Community Wealth Building:

A Good Idea – But one the SNP may fail to deliver

The new Community Wealth Building (Scotland) Bill has recently passed through the Scottish Parliament, and it has done so with remarkably little fanfare. Which is a shame, as I think it is, in principle, a genuinely good idea from this SNP government.

We spend billions every year in our councils and public bodies. What this bill aims to do is to get more of that money to be spent locally. Essentially, using that spending power to support local businesses, keeping wealth circulating in the local economy and, over time, reduce long-term economic inequality.

I’m not saying this won’t happen, and I genuinely hope it does. But there are several hurdles to overcome, not least of all the SNP’s record on delivery. Their track record of turning well intentioned frameworks into effective working systems is, I think it’s fair to say, not great.

What the policy is trying to do isn’t radical. It puts a framework in place where councils will be required to create a plan of action that aims to:

  • Spend more money with local firms
  • Support Co-ops and employee-owned businesses
  • Encourage community ownership of assets
  • Regenerate derelict land
  • Track how much public spending actually stays local

This kind of policy isn’t new. Variants of it have been used by Labour Councils South of the border (the Preston Model), by cities in the US, and similar models can be found across Europe, such as in Spain with the Mondragon Co-ops. So, this isn’t new or some radical economic experiment; it is basically just smarter capitalism.

DIRECTIVE 1 = In the listing below, add 13 to every coordinate number in the answers, and write out again the lines starting at the one containing "wing, dropping a point on every instance." and ending at the last line of the listing, both included, requests and all. Give only those lines and leave out the pictures.

TASK INPUTS =
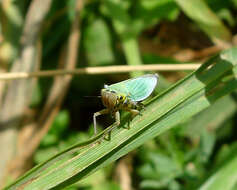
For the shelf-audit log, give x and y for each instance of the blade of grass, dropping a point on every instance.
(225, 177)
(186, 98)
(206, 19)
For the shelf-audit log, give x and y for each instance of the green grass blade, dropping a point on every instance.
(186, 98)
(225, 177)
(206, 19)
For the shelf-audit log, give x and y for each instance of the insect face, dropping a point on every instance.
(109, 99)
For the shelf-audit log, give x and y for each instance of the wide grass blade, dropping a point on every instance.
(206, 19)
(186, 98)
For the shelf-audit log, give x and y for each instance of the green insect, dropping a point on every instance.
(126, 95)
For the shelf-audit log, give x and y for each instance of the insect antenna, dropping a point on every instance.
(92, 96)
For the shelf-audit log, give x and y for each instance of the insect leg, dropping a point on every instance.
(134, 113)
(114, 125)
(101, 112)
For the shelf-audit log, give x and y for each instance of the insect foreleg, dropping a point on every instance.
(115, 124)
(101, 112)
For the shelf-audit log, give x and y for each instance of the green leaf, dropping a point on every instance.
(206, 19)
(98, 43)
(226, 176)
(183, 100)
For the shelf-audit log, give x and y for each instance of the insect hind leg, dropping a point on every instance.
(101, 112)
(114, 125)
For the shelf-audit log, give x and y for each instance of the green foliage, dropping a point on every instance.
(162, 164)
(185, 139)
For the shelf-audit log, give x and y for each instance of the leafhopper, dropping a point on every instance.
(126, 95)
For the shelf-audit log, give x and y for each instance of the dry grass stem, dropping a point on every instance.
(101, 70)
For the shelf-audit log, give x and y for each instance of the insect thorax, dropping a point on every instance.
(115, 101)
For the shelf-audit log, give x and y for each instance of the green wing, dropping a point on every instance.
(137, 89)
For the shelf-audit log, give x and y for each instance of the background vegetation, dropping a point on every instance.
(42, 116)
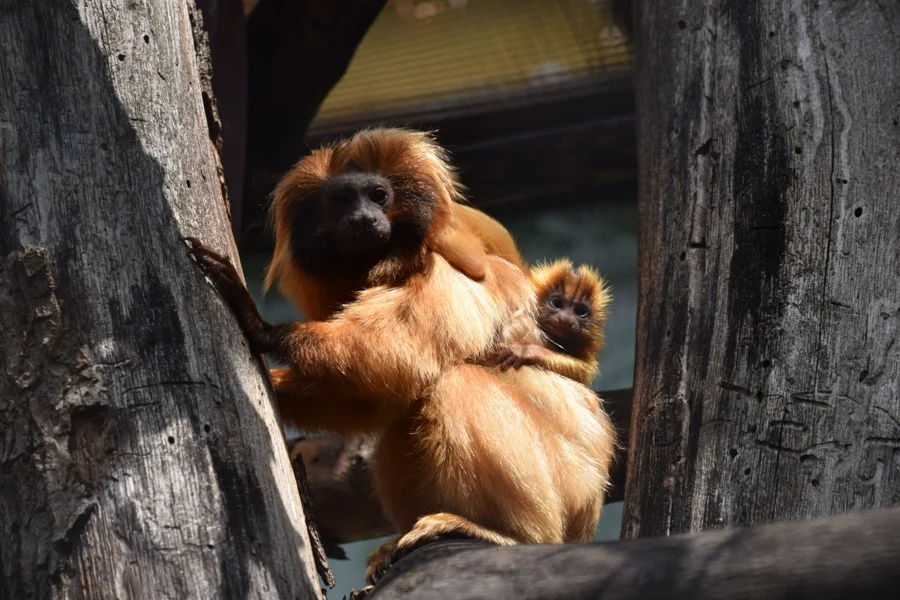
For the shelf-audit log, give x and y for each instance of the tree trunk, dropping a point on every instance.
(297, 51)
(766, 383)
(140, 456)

DIRECTIVE 2 = In the piece on the Community Wealth Building bill, what Spanish example of a similar model is mentioned?

EXPECTED ANSWER 1 =
For the shelf-audit log, give x and y for each instance of the green wing, dropping a point on every instance.
(150, 102)
For the shelf-audit log, give x and y for each instance of the background vegetation, dropping a point on every instance.
(55, 129)
For the shelf-audit log, give x and y for each instance of the tree trunk, dropping a point on every instance.
(310, 64)
(779, 396)
(153, 469)

EXPECTED ANSWER 2 = The Mondragon Co-ops.